Excerpted text:
* * * * * * *

Prototypes of the generated functions
- First prototype supporting data with strides
- Second prototype
Backends
- CUDA backend
- Parallel STL backend (stdpar)
Tests
- Notes

This page describes the generic-parallel interface.

The generic-parallel interface has been designed to be compatible with current parallel programming models (see the Backends section).

Prototypes of the generated functions

The generic-parallel interface for material properties generates two functions. Those functions can be used:

directly by including the generated headers and linking with the generated library.
indirectly by loading the generated function using system calls like dlopen/dlsym on Unix systems or LoadLibrary/GetProcAddress on Windows.

In addition, the generic-parallel interface also exports:

symbols describing the material property (names of the inputs, list of parameters, default values, etc.),
a function allowing to modify at runtime the value of the parameters of the material property, if modification of parameters is allowed (see the DSL options parameters_as_static_variables options).

* * * * * * *

Data shown:
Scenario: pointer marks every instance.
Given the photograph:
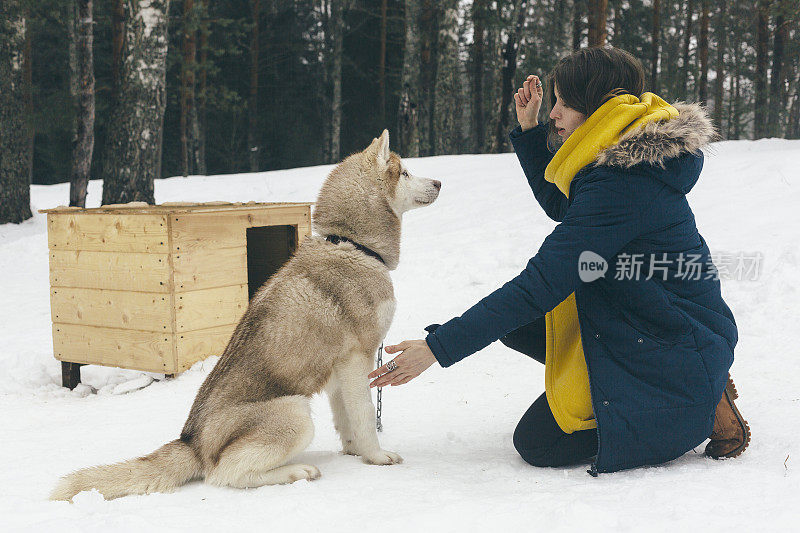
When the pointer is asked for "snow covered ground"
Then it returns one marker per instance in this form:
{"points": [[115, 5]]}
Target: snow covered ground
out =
{"points": [[452, 426]]}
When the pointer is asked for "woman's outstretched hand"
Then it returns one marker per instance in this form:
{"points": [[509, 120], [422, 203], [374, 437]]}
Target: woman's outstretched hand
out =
{"points": [[529, 99], [414, 358]]}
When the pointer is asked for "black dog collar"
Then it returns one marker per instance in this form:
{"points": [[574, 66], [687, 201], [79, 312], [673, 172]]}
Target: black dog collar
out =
{"points": [[336, 239]]}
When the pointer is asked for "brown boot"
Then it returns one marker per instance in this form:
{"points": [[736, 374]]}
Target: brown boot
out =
{"points": [[731, 434]]}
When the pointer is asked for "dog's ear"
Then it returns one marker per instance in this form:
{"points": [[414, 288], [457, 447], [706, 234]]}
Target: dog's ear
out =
{"points": [[383, 149]]}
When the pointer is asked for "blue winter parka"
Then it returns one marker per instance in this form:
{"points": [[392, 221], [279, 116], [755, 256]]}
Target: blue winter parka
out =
{"points": [[657, 336]]}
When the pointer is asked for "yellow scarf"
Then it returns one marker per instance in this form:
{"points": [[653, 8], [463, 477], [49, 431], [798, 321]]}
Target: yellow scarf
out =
{"points": [[566, 377]]}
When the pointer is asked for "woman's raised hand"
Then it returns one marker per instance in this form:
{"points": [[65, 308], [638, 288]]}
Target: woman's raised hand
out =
{"points": [[529, 99], [415, 356]]}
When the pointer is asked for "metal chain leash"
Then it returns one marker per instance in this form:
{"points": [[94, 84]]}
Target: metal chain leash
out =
{"points": [[379, 425]]}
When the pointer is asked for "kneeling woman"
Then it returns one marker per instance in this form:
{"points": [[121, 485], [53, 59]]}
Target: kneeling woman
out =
{"points": [[637, 355]]}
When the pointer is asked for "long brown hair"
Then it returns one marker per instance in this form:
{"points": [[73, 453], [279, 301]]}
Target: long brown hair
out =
{"points": [[588, 77]]}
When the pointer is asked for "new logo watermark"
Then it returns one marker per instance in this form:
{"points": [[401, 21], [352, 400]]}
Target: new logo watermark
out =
{"points": [[591, 266], [718, 265]]}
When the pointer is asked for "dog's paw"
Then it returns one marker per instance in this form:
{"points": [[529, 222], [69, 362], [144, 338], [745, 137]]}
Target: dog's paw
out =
{"points": [[381, 457], [349, 448], [297, 472]]}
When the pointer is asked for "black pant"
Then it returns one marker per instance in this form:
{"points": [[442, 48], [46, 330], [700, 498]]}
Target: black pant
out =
{"points": [[538, 439]]}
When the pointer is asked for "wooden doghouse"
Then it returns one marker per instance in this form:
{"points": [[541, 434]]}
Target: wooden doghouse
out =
{"points": [[157, 288]]}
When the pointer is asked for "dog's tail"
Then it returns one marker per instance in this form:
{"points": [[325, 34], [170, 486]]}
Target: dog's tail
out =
{"points": [[164, 470]]}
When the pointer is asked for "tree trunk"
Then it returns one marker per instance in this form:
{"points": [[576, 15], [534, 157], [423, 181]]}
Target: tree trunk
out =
{"points": [[429, 32], [702, 51], [382, 65], [776, 88], [15, 152], [252, 104], [597, 22], [448, 89], [478, 55], [687, 37], [720, 67], [200, 115], [82, 74], [337, 27], [762, 44], [578, 7], [135, 131], [615, 39], [117, 43], [793, 125], [509, 71], [407, 113], [654, 50], [188, 116], [737, 109]]}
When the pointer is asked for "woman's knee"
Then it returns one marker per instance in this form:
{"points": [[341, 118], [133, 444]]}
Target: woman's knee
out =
{"points": [[530, 453]]}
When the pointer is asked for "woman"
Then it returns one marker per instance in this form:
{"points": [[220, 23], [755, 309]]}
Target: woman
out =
{"points": [[636, 359]]}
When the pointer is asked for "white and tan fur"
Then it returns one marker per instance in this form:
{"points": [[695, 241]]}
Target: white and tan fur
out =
{"points": [[315, 325]]}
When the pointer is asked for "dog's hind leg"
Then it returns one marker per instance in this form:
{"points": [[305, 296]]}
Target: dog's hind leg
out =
{"points": [[259, 455], [353, 384]]}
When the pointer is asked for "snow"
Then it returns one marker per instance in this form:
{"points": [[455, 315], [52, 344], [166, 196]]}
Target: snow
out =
{"points": [[452, 426]]}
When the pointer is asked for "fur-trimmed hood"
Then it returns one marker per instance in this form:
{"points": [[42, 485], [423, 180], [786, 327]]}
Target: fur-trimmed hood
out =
{"points": [[656, 142]]}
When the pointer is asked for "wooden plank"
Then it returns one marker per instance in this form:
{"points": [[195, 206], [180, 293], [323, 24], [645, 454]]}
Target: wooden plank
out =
{"points": [[173, 207], [140, 272], [107, 232], [206, 269], [127, 348], [193, 346], [210, 307], [227, 229], [147, 311]]}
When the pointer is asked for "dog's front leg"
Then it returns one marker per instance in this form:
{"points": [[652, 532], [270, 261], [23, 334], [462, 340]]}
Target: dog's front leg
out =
{"points": [[340, 420], [353, 385]]}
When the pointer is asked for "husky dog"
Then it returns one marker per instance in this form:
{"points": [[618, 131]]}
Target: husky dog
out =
{"points": [[315, 325]]}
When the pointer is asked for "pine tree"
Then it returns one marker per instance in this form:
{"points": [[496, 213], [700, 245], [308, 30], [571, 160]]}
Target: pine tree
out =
{"points": [[133, 158], [82, 89], [15, 148]]}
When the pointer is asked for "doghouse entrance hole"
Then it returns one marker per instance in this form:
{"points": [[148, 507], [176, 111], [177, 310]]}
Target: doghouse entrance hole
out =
{"points": [[268, 248]]}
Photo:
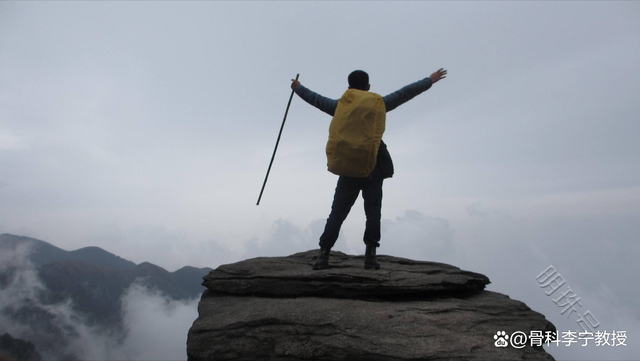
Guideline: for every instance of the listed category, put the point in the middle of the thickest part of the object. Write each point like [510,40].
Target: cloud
[285,238]
[155,326]
[416,236]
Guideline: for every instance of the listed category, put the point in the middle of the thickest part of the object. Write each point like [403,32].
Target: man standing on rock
[350,113]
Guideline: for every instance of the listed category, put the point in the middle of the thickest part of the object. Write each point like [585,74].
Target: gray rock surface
[279,309]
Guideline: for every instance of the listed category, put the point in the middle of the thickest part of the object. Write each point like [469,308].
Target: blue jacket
[391,101]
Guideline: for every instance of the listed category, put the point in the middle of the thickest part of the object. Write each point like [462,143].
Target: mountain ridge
[89,284]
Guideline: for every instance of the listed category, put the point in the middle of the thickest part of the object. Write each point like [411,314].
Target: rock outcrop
[278,308]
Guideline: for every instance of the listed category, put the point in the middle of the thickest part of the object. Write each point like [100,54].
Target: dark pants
[346,194]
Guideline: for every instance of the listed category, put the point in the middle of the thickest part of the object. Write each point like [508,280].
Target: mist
[154,327]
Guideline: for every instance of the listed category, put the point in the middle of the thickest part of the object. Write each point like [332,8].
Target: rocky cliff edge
[278,308]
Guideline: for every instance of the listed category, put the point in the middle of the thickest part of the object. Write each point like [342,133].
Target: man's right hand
[435,77]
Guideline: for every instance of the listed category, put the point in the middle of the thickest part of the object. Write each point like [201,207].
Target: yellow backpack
[355,134]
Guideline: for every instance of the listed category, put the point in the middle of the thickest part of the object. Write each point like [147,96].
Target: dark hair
[359,80]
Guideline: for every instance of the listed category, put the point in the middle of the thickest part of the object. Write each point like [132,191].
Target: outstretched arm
[410,91]
[323,103]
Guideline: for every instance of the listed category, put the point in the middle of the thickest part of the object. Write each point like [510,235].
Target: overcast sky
[146,128]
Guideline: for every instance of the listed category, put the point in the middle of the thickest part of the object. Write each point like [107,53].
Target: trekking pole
[277,142]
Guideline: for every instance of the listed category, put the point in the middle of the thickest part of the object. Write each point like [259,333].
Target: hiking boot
[370,258]
[322,262]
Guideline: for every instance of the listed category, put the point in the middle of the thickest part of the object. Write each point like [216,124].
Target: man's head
[359,80]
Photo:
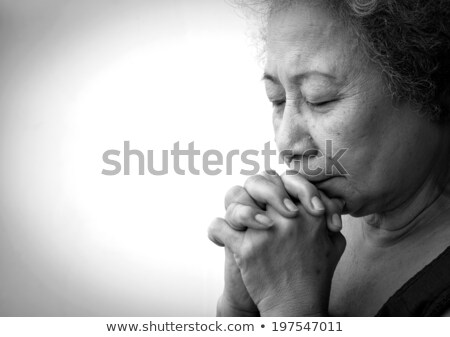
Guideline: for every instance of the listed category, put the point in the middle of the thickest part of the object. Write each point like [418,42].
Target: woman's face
[322,90]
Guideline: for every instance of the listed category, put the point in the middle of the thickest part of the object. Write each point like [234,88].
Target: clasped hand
[282,244]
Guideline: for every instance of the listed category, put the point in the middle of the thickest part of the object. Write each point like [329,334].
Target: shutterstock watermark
[183,160]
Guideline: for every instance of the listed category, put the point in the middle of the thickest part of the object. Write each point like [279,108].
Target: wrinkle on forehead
[307,38]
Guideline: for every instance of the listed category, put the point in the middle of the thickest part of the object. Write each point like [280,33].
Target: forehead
[305,38]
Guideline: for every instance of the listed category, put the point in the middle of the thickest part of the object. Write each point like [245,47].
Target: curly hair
[408,39]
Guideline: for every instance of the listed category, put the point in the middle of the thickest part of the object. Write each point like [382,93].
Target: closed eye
[320,104]
[278,103]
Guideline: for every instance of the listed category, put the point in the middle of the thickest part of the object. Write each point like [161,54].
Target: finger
[339,242]
[223,235]
[299,187]
[265,191]
[334,209]
[238,194]
[240,217]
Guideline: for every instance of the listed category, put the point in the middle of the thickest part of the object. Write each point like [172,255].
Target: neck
[415,216]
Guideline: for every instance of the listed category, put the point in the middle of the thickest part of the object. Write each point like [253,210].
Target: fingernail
[264,220]
[317,204]
[336,219]
[290,205]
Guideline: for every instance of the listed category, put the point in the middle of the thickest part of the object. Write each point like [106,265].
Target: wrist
[226,309]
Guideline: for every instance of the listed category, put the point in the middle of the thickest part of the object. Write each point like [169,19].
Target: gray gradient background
[79,77]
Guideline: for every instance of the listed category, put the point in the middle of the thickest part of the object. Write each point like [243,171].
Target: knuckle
[233,194]
[253,180]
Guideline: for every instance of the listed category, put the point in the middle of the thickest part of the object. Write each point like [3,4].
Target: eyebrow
[268,77]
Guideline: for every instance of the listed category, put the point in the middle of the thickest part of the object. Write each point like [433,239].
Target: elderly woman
[373,237]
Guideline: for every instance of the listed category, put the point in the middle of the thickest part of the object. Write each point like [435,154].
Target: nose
[292,134]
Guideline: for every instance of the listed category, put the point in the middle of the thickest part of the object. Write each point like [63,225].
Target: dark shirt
[426,294]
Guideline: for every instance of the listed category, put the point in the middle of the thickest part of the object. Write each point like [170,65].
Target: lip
[320,177]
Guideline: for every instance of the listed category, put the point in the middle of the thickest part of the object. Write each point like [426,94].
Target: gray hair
[408,39]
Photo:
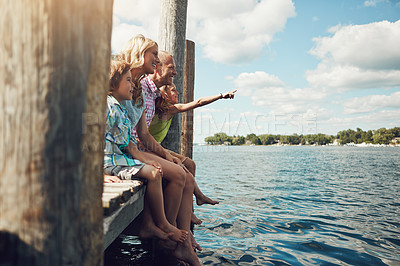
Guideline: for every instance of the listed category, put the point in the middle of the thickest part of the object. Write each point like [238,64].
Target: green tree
[239,140]
[267,139]
[253,139]
[382,136]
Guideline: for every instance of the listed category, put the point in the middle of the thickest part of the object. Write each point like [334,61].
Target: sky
[300,66]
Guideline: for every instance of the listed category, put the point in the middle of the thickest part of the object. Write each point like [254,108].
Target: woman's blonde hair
[134,54]
[135,50]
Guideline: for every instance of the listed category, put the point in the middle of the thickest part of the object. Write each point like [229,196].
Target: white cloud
[346,77]
[371,103]
[269,91]
[229,33]
[237,33]
[370,3]
[132,17]
[358,56]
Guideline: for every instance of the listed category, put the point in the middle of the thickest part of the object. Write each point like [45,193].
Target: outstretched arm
[184,107]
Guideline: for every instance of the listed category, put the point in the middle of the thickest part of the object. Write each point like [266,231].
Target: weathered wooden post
[188,88]
[172,35]
[54,70]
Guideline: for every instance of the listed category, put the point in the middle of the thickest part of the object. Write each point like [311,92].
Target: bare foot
[195,245]
[150,231]
[175,234]
[203,199]
[185,252]
[195,220]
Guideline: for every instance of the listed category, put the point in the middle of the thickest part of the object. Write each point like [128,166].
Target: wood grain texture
[188,96]
[172,36]
[55,59]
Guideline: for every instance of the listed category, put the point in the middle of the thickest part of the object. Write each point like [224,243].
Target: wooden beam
[55,57]
[172,36]
[123,216]
[188,91]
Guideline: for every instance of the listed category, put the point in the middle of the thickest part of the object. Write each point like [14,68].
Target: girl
[124,160]
[167,106]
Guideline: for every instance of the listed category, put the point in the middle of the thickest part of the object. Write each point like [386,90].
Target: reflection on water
[299,205]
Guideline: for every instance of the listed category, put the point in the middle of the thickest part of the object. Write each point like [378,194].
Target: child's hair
[118,68]
[162,103]
[135,49]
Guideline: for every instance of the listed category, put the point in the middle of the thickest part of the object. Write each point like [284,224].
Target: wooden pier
[122,203]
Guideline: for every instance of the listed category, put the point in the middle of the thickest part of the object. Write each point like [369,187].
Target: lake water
[293,206]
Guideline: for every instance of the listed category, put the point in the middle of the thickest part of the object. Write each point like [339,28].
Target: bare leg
[148,229]
[195,220]
[195,245]
[154,198]
[184,251]
[176,177]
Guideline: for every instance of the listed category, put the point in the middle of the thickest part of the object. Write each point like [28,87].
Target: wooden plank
[124,192]
[188,89]
[55,61]
[115,223]
[171,38]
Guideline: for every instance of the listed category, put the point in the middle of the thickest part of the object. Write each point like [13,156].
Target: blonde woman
[142,54]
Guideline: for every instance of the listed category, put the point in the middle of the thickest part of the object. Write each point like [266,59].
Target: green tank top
[159,128]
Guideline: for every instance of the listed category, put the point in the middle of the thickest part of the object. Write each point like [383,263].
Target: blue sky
[305,67]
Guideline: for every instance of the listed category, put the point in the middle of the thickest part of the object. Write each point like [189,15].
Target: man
[163,75]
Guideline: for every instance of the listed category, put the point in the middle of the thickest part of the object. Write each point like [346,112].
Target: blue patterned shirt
[117,135]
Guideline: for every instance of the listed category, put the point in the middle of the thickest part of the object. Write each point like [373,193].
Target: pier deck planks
[122,203]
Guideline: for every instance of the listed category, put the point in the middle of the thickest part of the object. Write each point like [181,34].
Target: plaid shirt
[151,92]
[117,135]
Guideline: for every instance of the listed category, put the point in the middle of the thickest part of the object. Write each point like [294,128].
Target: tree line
[379,136]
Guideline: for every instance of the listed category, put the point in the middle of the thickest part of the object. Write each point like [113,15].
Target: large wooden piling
[188,89]
[55,59]
[172,36]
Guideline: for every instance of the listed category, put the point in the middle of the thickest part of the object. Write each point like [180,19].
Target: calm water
[293,206]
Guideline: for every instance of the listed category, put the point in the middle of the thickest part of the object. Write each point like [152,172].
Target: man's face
[167,71]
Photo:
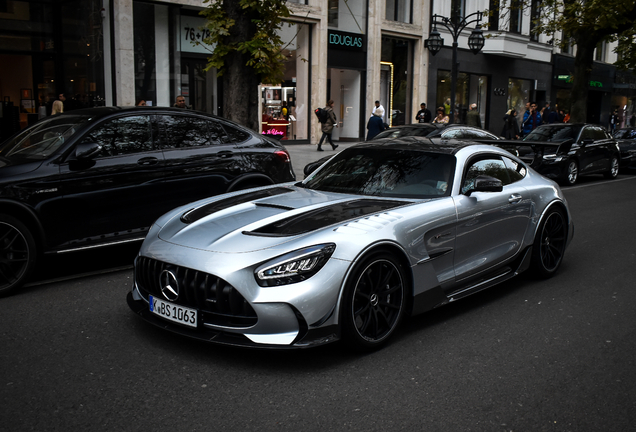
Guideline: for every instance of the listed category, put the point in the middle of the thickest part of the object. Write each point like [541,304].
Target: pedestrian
[180,103]
[613,121]
[511,126]
[472,118]
[531,119]
[441,117]
[375,125]
[328,125]
[58,107]
[423,115]
[379,106]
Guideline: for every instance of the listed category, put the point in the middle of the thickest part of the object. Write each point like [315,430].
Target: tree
[586,23]
[247,51]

* * * * * * *

What you need to do: Please pick up the page on the generic-parallel interface above and keep writing it from its last sentence.

Answer to the exercise:
First prototype supporting data with strides

The first generated function matches the following prototype:

void (*)(mfront_gmp_OutputStatus* const,       // output status
         mfront_gmp_real* const,               // output values
         const mfront_gmp_size_type,           // output stride
         const mfront_gmp_real* const,         // values of the arguments
         const mfront_gmp_size_types* const,   // strides of the arguments
         const mfront_gmp_size_type,           // number of arguments
         const mfront_gmp_size_type,           // number of points
         const mfront_gmp_OutOfBoundsPolicy);  // out of bounds policy

The mfront_gmp_OutputStatus structure and the mfront_gmp_OutOfBoundsPolicy enumeration type are described in the page dedicated to the generic interface for material properties. The mfront_gmp_real type is by default an alias to double precision floating point numbers.

If the number of points is null, no computation is made.

A null stride means that the associated argument is uniform. The stride of the output can be null only if all the strides of all the arguments are null, otherwise an error is reported.

Most backends will treat the case where all strides are equal to one as a special case and will use an optimized implementation.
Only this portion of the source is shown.